▶ _Records for this exercise_:
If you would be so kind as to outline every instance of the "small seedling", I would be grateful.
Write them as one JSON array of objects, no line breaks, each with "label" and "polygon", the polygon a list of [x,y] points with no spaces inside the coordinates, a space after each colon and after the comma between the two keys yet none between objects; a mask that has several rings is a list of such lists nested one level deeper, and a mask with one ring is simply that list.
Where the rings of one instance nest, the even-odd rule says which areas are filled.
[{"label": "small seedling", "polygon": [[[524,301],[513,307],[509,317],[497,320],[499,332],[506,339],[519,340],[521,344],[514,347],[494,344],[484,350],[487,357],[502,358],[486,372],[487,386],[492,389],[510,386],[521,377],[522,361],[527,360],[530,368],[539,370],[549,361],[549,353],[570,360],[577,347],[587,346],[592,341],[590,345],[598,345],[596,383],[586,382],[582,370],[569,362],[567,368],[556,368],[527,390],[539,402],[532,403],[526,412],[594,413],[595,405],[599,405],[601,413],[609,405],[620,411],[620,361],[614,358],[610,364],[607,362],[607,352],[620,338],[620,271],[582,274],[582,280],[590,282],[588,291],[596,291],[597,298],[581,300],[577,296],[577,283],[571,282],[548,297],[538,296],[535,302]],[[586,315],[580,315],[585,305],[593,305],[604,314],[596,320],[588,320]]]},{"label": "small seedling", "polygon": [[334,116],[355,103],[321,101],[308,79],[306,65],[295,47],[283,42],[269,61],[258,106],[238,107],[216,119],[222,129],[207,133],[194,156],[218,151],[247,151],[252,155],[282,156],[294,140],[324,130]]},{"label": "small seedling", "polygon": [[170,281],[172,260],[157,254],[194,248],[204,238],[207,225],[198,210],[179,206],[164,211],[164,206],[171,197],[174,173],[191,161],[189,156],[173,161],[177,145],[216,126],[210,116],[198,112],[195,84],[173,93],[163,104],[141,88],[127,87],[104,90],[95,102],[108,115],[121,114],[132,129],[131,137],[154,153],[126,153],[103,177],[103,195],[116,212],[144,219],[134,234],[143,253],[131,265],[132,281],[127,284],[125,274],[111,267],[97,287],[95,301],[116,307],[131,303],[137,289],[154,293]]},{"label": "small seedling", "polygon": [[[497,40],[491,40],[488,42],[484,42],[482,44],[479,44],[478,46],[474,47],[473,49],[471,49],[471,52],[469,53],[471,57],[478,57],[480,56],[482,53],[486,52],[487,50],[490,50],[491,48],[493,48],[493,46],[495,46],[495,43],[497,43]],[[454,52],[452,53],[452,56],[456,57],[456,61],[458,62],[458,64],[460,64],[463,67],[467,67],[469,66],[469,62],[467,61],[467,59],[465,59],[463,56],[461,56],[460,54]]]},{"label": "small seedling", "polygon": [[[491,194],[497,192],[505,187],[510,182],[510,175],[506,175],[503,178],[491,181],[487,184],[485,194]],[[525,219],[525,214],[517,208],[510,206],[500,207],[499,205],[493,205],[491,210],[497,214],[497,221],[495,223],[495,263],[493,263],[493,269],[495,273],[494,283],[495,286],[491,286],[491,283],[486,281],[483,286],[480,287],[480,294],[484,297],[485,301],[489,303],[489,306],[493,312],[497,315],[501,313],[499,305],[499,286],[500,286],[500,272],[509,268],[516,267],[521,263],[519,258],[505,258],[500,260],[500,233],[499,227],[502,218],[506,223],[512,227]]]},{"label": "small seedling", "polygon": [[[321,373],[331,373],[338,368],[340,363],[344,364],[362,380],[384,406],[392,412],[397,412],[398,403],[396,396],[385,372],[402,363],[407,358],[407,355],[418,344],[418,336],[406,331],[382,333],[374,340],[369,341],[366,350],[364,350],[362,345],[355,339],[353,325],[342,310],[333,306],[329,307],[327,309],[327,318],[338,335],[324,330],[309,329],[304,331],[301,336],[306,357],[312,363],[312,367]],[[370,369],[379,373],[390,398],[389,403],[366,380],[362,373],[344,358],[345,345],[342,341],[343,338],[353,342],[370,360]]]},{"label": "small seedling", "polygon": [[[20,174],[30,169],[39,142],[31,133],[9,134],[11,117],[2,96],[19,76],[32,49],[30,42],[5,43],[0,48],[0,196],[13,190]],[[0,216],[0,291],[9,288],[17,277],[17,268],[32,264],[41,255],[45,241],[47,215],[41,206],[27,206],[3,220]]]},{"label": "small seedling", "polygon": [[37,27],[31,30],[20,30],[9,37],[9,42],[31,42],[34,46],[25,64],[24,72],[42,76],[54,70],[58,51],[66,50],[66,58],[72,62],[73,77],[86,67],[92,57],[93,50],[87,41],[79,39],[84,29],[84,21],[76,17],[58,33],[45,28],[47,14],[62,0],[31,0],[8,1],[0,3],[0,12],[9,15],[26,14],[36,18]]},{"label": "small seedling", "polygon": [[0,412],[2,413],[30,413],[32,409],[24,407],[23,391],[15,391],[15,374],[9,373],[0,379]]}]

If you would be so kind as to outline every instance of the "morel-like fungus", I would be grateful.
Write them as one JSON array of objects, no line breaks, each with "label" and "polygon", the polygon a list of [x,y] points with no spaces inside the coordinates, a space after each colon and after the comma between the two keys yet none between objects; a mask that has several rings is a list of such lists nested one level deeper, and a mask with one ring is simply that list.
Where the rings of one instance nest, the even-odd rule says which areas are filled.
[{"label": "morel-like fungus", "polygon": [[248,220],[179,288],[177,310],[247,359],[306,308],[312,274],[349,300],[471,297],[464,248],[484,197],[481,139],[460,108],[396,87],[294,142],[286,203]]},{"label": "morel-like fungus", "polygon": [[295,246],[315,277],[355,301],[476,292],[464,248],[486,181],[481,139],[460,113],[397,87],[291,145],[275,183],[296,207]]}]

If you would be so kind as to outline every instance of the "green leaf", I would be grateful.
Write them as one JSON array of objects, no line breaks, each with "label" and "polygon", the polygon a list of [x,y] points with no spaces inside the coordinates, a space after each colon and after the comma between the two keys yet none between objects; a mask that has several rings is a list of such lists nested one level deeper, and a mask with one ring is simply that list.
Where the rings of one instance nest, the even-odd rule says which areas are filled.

▶ _Activity_:
Reproduce the listing above line for line, exactly.

▶ _Answer space_:
If you would be so kind as to outline every instance of the "small seedling", I would be grateful.
Write them as one JSON array of objects, no line breaks, each with "label" and "polygon", the polygon a list of [x,y] points with no spaces inside the coordinates, a space after each colon and after the comma between the two keys yet none between objects; a mask that has several rings is a list of such lists nested one level deeper, and a mask with one ring is simply that list.
Where the rings of one instance nest, the even-odd rule says which areas are filled.
[{"label": "small seedling", "polygon": [[[524,301],[513,307],[509,317],[497,320],[499,332],[506,339],[519,340],[521,344],[514,347],[494,344],[484,350],[487,357],[502,358],[486,372],[487,386],[492,389],[510,386],[521,377],[522,361],[527,360],[530,368],[539,370],[549,361],[549,353],[570,360],[577,347],[587,346],[592,341],[590,345],[598,345],[596,383],[586,382],[582,370],[569,362],[567,368],[556,368],[527,390],[539,402],[532,403],[526,412],[594,413],[595,405],[599,405],[601,413],[609,405],[620,411],[620,361],[614,358],[610,364],[607,362],[607,352],[620,338],[620,271],[582,274],[582,280],[590,282],[588,291],[596,291],[597,298],[581,300],[577,296],[577,283],[571,282],[548,297],[538,296],[535,302]],[[586,315],[580,315],[585,305],[593,305],[604,314],[596,320],[588,320]]]},{"label": "small seedling", "polygon": [[334,116],[355,103],[321,101],[308,79],[306,65],[295,47],[283,42],[269,61],[258,106],[238,107],[216,119],[222,129],[207,133],[194,156],[218,151],[247,151],[252,155],[282,156],[294,140],[324,130]]},{"label": "small seedling", "polygon": [[170,281],[172,260],[157,254],[194,248],[204,238],[207,225],[198,210],[179,206],[164,211],[164,206],[171,197],[174,173],[191,161],[189,156],[173,161],[177,145],[216,126],[210,116],[198,112],[195,84],[173,93],[163,104],[141,88],[127,87],[104,90],[95,102],[108,115],[121,114],[132,129],[131,137],[154,153],[126,153],[103,177],[103,195],[116,212],[144,219],[134,234],[143,253],[131,265],[132,281],[127,284],[125,274],[111,267],[97,287],[95,301],[116,307],[131,303],[137,289],[154,293]]},{"label": "small seedling", "polygon": [[[497,40],[491,40],[488,42],[484,42],[482,44],[479,44],[478,46],[474,47],[473,49],[471,49],[471,52],[469,53],[471,57],[478,57],[480,56],[482,53],[486,52],[487,50],[490,50],[491,48],[493,48],[493,46],[495,46],[495,43],[497,43]],[[454,52],[452,53],[452,56],[456,57],[456,61],[458,62],[458,64],[460,64],[463,67],[467,67],[469,66],[469,62],[467,61],[467,59],[465,59],[463,56],[461,56],[460,54]]]},{"label": "small seedling", "polygon": [[[491,194],[497,192],[505,187],[510,182],[510,175],[506,175],[503,178],[491,181],[487,184],[485,194]],[[525,219],[525,214],[517,208],[510,206],[500,207],[499,205],[493,205],[491,210],[497,214],[497,221],[495,223],[495,263],[493,263],[493,269],[495,273],[494,283],[495,286],[491,286],[491,283],[486,281],[483,286],[480,287],[480,294],[484,297],[485,301],[489,303],[489,306],[493,312],[497,315],[501,313],[499,305],[499,286],[500,286],[500,272],[509,268],[516,267],[521,263],[519,258],[505,258],[500,260],[500,233],[499,227],[502,218],[506,223],[512,227]]]},{"label": "small seedling", "polygon": [[[321,373],[331,373],[338,368],[340,363],[344,364],[362,380],[384,406],[392,412],[397,412],[398,403],[396,396],[385,372],[402,363],[407,358],[407,355],[418,344],[418,336],[406,331],[382,333],[374,340],[369,341],[366,350],[364,350],[362,345],[355,339],[353,325],[342,310],[333,306],[329,307],[327,309],[327,318],[338,335],[324,330],[309,329],[304,331],[301,336],[306,357],[312,363],[312,367]],[[370,369],[379,373],[390,398],[389,403],[366,380],[362,373],[344,358],[345,345],[342,341],[343,338],[353,342],[370,360]]]},{"label": "small seedling", "polygon": [[[20,174],[30,169],[39,142],[31,133],[9,134],[11,117],[2,96],[19,76],[32,49],[30,42],[5,43],[0,48],[0,196],[13,190]],[[0,216],[0,291],[9,288],[17,277],[17,268],[32,264],[41,255],[45,241],[47,215],[41,206],[27,206],[3,220]]]},{"label": "small seedling", "polygon": [[37,27],[31,30],[20,30],[9,37],[9,42],[31,42],[34,46],[25,64],[24,72],[42,76],[54,70],[58,51],[66,50],[66,58],[72,62],[73,77],[86,67],[92,57],[93,50],[87,41],[79,39],[84,29],[84,21],[76,17],[58,33],[45,28],[47,14],[62,0],[31,0],[8,1],[0,3],[0,12],[9,15],[26,14],[36,18]]},{"label": "small seedling", "polygon": [[0,412],[2,413],[30,413],[32,409],[24,407],[23,391],[15,391],[15,374],[9,373],[0,379]]}]

If you would be so kind as to outline every instance of the "morel-like fungus", I would be grateful.
Write them as one JSON array of objects, no line breaks, each with "label" and "polygon", the polygon a list of [x,y] points with no spaces inside the coordinates, a space after each colon and after the comma between the two keys yet none between objects; a mask that has several rings is a list of such lists nested one level deeper, and a mask with one ring is simply that list.
Where the rings of one instance nest, the even-odd rule says which areas are filled.
[{"label": "morel-like fungus", "polygon": [[248,220],[179,288],[177,310],[247,359],[306,308],[312,274],[349,300],[471,297],[464,248],[484,197],[481,139],[460,108],[396,87],[294,142],[286,203]]},{"label": "morel-like fungus", "polygon": [[295,246],[315,277],[355,301],[476,292],[464,248],[486,181],[481,139],[460,113],[397,87],[291,145],[275,183],[296,207]]}]

If you would be so kind as to outline every instance of the "green leaf", I would be grateful.
Write them as one JSON array of objects, no line breaks, each with "label" and "polygon", the polygon a list of [x,y] points with no spaces inside the coordinates, a space after each colon and after the comma between the two keys yet none between objects; a mask that has several rings is a list of such lists nested one level deeper, and a mask with one ring is simply that list.
Where the rings of one instance nest, the even-odd rule says which areas are filled.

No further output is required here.